--- Trecho do texto ---
Está no G1RN: Encomendas de morte, entrada de celulares e drogas estão nas conversas que os presos do sistema penitenciário do Rio Grande do Norte mantêm com pessoas do lado de fora das unidades prisionais do estado. O G1 teve acesso aos áudios de algumas das mais de duas mil interceptações telefônicas que fazem parte das investigações da operação Alcatraz, deflagrada no dia 2 de dezembro em 15 cidades do RN e que também cumpriu mandados nos estados de São Paulo, Paraná e Paraíba.
A ação foi realizada conjuntamente pelo Ministério Público Estadual, Polícia Rodoviária Federal e Polícia Militar do RN.
A Coordenação de Administração Penitenciária (Coape) informou que um planejamento estratégico está sendo montado para tentar acabar com a atuação das organizações criminosas nos presídios.
---
- [Tarefas a realizar]
a - De acordo com o trecho, em que data foi deflagrada a operação Alcatraz?
b - Dê prosseguimento ao trecho sobre a operação Alcatraz a partir do ponto em que ele termina.
Os registros constituem material à parte, independente do trecho.
--- Registros ---
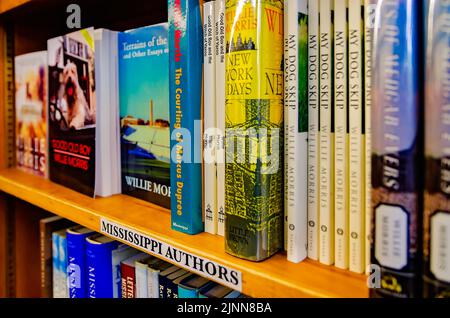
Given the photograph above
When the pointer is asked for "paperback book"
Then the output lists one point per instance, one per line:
(254, 123)
(326, 152)
(296, 126)
(185, 83)
(144, 113)
(31, 112)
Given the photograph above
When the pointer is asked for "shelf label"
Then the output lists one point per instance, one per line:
(440, 246)
(219, 273)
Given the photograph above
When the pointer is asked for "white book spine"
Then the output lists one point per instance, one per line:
(357, 152)
(326, 217)
(220, 112)
(296, 130)
(313, 129)
(369, 17)
(341, 134)
(141, 280)
(209, 138)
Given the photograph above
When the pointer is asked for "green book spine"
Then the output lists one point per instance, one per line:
(254, 128)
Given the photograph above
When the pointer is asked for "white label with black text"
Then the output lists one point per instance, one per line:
(196, 264)
(440, 246)
(391, 236)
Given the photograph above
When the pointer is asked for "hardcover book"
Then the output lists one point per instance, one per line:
(436, 232)
(47, 227)
(144, 113)
(396, 147)
(209, 121)
(296, 127)
(313, 129)
(341, 182)
(356, 135)
(220, 112)
(185, 78)
(83, 111)
(76, 255)
(100, 278)
(326, 153)
(369, 19)
(254, 123)
(153, 270)
(31, 112)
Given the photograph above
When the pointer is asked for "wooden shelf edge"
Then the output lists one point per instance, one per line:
(7, 5)
(275, 277)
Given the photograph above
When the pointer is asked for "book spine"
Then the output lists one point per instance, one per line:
(313, 129)
(220, 113)
(128, 281)
(56, 266)
(356, 146)
(396, 147)
(184, 292)
(326, 153)
(296, 126)
(99, 269)
(209, 135)
(341, 133)
(369, 17)
(76, 271)
(63, 268)
(185, 78)
(254, 123)
(46, 287)
(141, 280)
(436, 230)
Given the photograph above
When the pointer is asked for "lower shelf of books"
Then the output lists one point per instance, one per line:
(147, 227)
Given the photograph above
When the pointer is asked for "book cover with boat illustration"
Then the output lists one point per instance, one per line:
(144, 113)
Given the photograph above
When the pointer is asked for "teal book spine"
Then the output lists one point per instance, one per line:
(185, 82)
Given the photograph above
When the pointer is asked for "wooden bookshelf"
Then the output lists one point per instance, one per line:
(275, 277)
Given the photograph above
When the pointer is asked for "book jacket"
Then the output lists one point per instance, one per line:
(72, 110)
(144, 113)
(254, 129)
(186, 74)
(437, 154)
(31, 112)
(396, 147)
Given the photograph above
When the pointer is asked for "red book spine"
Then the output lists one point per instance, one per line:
(128, 281)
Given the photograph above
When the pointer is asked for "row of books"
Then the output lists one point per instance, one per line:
(79, 263)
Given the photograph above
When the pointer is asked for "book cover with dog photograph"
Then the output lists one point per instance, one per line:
(31, 112)
(72, 110)
(144, 113)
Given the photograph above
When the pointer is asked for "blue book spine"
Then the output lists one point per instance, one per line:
(76, 269)
(63, 267)
(99, 269)
(185, 82)
(436, 216)
(396, 147)
(56, 266)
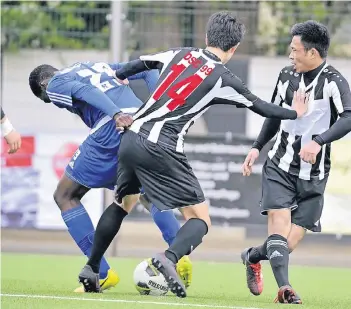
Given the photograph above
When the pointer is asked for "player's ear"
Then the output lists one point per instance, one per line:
(233, 49)
(313, 53)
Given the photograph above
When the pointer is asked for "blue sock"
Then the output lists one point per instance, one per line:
(82, 231)
(167, 223)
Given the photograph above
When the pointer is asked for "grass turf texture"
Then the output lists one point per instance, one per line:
(45, 281)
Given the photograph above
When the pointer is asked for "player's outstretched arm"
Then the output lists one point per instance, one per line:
(235, 92)
(135, 67)
(341, 95)
(12, 137)
(150, 77)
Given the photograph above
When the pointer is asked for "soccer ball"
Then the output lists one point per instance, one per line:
(148, 280)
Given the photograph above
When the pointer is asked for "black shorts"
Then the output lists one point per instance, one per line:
(305, 198)
(165, 175)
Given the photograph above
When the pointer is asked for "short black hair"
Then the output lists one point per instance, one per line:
(313, 35)
(39, 74)
(224, 31)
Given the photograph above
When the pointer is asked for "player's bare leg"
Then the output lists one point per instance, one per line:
(188, 238)
(297, 233)
(67, 196)
(107, 228)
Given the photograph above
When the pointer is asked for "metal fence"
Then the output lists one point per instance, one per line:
(155, 25)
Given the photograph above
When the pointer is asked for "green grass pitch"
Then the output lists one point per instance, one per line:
(45, 281)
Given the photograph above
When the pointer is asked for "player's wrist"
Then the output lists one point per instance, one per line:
(257, 145)
(6, 127)
(319, 140)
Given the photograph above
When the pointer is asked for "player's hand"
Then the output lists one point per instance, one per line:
(300, 102)
(249, 161)
(14, 140)
(123, 121)
(309, 152)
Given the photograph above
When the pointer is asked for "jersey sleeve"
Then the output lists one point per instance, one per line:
(276, 99)
(61, 91)
(340, 93)
(235, 92)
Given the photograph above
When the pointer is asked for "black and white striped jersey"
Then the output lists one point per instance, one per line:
(191, 80)
(329, 97)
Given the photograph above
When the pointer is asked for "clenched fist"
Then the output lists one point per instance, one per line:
(123, 121)
(249, 161)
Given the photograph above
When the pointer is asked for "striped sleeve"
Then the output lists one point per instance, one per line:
(340, 93)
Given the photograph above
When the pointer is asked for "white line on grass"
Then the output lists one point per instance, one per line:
(123, 301)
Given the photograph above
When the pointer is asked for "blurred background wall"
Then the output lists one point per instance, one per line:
(61, 33)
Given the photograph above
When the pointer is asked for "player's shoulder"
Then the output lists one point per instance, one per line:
(288, 73)
(185, 49)
(332, 74)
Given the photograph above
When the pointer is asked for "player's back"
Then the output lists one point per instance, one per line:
(191, 81)
(97, 74)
---
- [Respostas do exercício]
a - No dia 2 de dezembro.

b -
Sobre a utilização de celulares pelos detentos, o coordenador de Administração Penitenciária, Leonardo Freire, disse que o governo pretende instalar bloqueadores de sinais de telefonia móvel, mas ainda não existe uma previsão sobre quando isso vai acontecer.
As ligações foram feitas a partir da Penitenciária Estadual de Alcaçuz, em Nísia Floresta, na Grande Natal – a maior unidade prisional do estado. Em uma das escutas, um preso conversa com um traficante sobre a cobrança de uma dívida. “Tô querendo ver como eu pego ele lá. Ele tá com carro, tá com tudo e não quer pagar mano (sic)”, afirma o detento, revelando que tem R$ 14 mil para receber de um homem de Macaíba, também na região metropolitana da capital.
Do outro lado da linha, o suposto traficante deixa claro que, se for necessário, ele mesmo acertará as contas com o devedor. “Se você quiser, eu vou buscar ele lá dentro da casa dele. Só é arrumar dois boy aí (sic)”, diz. De pronto, o preso informa que tem o equipamento e pessoas para executar o crime.
O detento cita que tem as ‘peças’ [armas] e ‘camisas’ [coletes à prova de bala]. “Tenho ali, tenho mais as peças, tenho camisa, tenho tudo. Esses boy que eu vou mandar para você é da minha confiança. É meus primo, meus irmão, cara que fecha comigo até a alma (sic)”.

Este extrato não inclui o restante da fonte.